One cannot overemphasize the importance of planning and preparing in regard to ESI, especially privilege waiver issues. Long before the amendments were passed, courts were echoing the comments to Rule 26(f) regarding the "acute" issues that arise with privilege waiver "when discovery of electronically stored information is sought," in part due to the difficulty and expense of conducting privilege review.[13] Although courts will take into account the sheer amount of electronic documents to review for privilege in determining whether inadvertent disclosure of privileged documents will result in waiver,[14] this should not tempt parties to avoid addressing privilege waiver issues right up front.
Producing and Protecting ESI: Rule 26
Initial Disclosures
Rule 26(a)(1)(B) adds ESI to the list of items that must be included in initial mandatory disclosures. Fed. R. Civ. P. 26(a)(1)(B). This means that a party, without awaiting a discovery request, must provide to other parties a description by category and location of all ESI.
Production of ESI: What to Produce?
Rule 26(b)(2)(B) applies a phased, two-tier structure to producing ESI, the first is party-managed and the second is available only by court order. A party must provide all relevant, non-privileged, "reasonably accessible" ESI, or what is known as first-tier discovery, without a court order. As for second-tier discovery-ESI that is "not reasonably accessible" because of undue burden or cost-the party must identify these hard-to-retrieve sources, but need not automatically produce the information contained in the identified locations. Fed. R. Civ. P. 26(b)(2)(B).[15]
Although a party need not review or produce ESI identified as "not reasonably accessible" because of the undue burden and/or expense involved in its production, the party must thoroughly search for, accurately identify, and preserve the sources of potentially relevant information or risk being found negligent.[16] The identification of these sources should provide enough detail to enable the requesting party to evaluate the costs of providing the discovery and the likelihood of finding responsive information on the identified sources. Fed. R. Civ. P. 26(b)(2)(B), cmt.
Once identified, information contained in this "second tier" is subject to discovery only if the requesting party can show good cause for a court to order production. Fed. R. Civ. P. 26(b)(2)(B). Thus, if a party wants this "second tier" information, it will likely move to compel discovery. The burden then shifts to the responding party to demonstrate that the information is "not reasonably accessible." Id. If the responding party so demonstrates, the burden shifts back to the requesting party to establish "good cause" for the production, considering the limitations of Rule 26(b)(2)(C).[17] As always, the court has final say in the process as a whole, as the rule directs that "[t]he court may specify conditions for the discovery," including but not limited to, payment by the requesting party of part of the reasonable costs of obtaining the information. See Fed. R. Civ. P. 26(b)(2)(B).

Records held in a dataset
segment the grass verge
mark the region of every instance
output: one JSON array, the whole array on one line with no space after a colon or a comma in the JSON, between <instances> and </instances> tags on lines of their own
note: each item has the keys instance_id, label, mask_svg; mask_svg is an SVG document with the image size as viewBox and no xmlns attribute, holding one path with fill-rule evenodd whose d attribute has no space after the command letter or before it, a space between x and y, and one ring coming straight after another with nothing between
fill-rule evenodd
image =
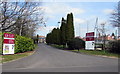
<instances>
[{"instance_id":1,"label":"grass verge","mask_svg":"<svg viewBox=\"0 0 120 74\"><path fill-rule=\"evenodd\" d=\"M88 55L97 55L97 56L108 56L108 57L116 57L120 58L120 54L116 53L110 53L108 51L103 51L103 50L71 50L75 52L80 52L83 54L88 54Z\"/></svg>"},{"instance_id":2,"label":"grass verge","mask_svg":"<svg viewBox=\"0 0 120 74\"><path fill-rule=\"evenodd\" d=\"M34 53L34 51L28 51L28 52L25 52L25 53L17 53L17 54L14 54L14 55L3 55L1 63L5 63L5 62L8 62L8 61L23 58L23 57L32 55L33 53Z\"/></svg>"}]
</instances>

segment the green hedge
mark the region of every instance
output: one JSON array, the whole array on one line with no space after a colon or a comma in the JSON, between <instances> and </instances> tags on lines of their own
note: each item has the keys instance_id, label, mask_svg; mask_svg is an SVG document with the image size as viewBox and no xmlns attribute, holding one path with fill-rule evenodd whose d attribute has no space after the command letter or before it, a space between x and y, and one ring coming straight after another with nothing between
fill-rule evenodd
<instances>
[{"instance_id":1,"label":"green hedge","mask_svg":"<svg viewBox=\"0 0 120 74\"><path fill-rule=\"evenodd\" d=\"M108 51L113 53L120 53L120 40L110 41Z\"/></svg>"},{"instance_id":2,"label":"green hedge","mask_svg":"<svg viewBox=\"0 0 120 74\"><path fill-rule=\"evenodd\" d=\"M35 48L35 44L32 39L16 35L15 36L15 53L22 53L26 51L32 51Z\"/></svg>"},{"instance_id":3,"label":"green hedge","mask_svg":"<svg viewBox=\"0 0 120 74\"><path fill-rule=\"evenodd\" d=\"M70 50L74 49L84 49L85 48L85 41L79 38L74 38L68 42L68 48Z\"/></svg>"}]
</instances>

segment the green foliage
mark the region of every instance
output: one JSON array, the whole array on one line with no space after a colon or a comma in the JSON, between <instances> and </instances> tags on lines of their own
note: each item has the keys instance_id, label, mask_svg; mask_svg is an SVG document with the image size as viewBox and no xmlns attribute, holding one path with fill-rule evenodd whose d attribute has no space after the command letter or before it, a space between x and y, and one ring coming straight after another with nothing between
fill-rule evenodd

* * *

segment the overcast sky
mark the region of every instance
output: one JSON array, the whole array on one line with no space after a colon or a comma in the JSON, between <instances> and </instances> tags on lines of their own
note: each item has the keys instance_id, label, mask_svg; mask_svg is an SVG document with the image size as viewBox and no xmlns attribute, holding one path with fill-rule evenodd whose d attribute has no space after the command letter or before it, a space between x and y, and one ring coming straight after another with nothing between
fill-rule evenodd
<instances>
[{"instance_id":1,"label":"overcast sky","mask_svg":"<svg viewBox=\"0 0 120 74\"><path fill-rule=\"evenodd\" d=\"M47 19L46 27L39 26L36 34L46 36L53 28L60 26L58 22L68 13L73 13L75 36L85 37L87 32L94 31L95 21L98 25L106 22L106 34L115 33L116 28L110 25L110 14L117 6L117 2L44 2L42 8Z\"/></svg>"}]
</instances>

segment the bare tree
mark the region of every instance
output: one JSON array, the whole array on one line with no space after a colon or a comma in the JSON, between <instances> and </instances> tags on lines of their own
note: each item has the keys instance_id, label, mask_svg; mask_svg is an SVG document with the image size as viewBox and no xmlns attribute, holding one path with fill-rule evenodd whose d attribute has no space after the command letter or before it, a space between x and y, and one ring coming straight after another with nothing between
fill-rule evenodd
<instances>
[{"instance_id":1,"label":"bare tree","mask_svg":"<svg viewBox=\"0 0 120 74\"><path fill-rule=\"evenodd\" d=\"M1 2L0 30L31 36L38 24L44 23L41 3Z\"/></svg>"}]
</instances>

GOAL: Retype the portion of the Rule 26 discovery passage starting with "Once identified, information" and going on through "See Fed. R. Civ. P. 26(b)(2)(B).".

OUTPUT FOR THIS TASK:
Once identified, information contained in this "second tier" is subject to discovery only if the requesting party can show good cause for a court to order production. Fed. R. Civ. P. 26(b)(2)(B). Thus, if a party wants this "second tier" information, it will likely move to compel discovery. The burden then shifts to the responding party to demonstrate that the information is "not reasonably accessible." Id. If the responding party so demonstrates, the burden shifts back to the requesting party to establish "good cause" for the production, considering the limitations of Rule 26(b)(2)(C).[17] As always, the court has final say in the process as a whole, as the rule directs that "[t]he court may specify conditions for the discovery," including but not limited to, payment by the requesting party of part of the reasonable costs of obtaining the information. See Fed. R. Civ. P. 26(b)(2)(B).